- _Text excerpt_
'It's not the same without yer McEnroes and yer Connors,' says the taxi driver, shaking his head. 'Bor-ing - except maybe for Agassi and Martina.'

The received wisdom this year is that in '94, Wimbledon is a bore. 'Wimblebores' could well have been the slogan on the poster by the road from the airport, instead of Pete Sampras hitting a hand grenade with his racket, in aid of Nike, or was it Adidas?

Advertising notwithstanding, says the driver, Sampras is a yawn. Almost everyone else I encounter, as I arrive in London, agrees: the guys are tennis machines. The women are dull dogs, except for maybe Steffi, and by the time I make it to Wimbledon at the end of the first week, Graf's already out, other seeds spilling fast - Stich, Edberg, Courier - the count rising like that of the pollen in London.

Predictably, the sports writers are obsessed with why the game is worse; how Nick Bollettieri, the American coach, turns kids into terminators (Bollettieri in his wraparound sunglasses, does resemble a walk-on from Goodfellas); how the ladies of the All England Club should have given young Mary Pierce a stiff cup of tea and a talking-to, and sent her out to play the game, abusive dad or not - like the good old days.

- _Dataset extract_
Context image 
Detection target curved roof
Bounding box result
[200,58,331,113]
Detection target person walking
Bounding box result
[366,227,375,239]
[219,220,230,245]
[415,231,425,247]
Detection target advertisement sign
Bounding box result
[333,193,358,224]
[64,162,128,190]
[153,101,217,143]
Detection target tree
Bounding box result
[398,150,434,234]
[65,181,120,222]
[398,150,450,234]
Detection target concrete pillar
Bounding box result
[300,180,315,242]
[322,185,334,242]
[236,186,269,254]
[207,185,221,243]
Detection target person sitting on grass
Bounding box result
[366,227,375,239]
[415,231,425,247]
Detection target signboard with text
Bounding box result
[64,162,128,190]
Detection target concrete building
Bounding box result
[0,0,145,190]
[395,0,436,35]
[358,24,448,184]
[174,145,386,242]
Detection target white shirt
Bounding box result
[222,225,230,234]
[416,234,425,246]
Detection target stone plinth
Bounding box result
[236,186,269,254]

==

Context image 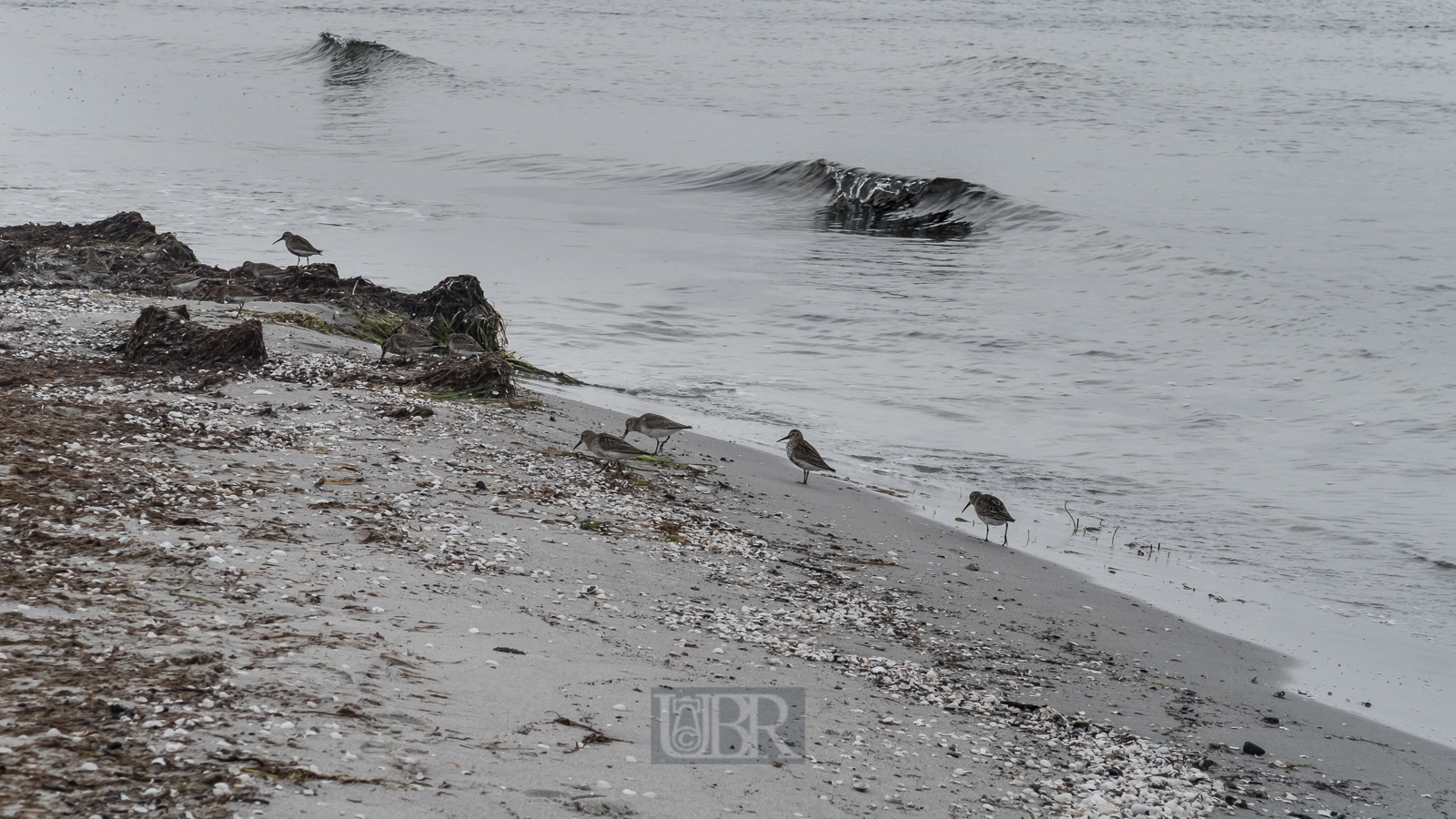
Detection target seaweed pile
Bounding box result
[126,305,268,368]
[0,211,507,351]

--

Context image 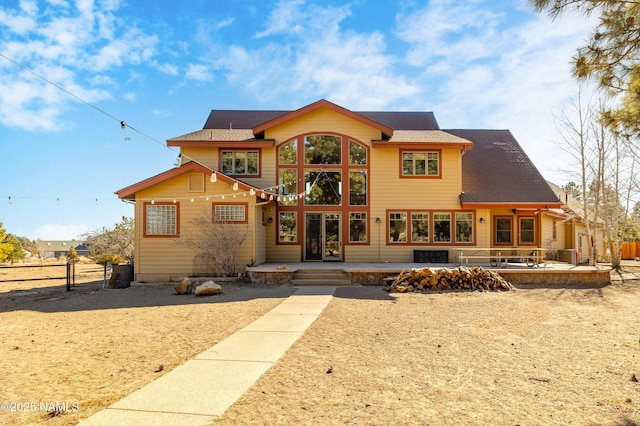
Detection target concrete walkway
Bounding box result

- _Problems to work on_
**1)** In the Wimbledon article, what does the poster by the road from the airport show?
**2)** Reproduce everything in the Wimbledon article from "Predictably, the sports" down to "good old days.".

- _Exercise solutions_
**1)** It shows Pete Sampras hitting a hand grenade with his racket.

**2)**
Predictably, the sports writers are obsessed with why the game is worse; how Nick Bollettieri, the American coach, turns kids into terminators (Bollettieri in his wraparound sunglasses, does resemble a walk-on from Goodfellas); how the ladies of the All England Club should have given young Mary Pierce a stiff cup of tea and a talking-to, and sent her out to play the game, abusive dad or not - like the good old days.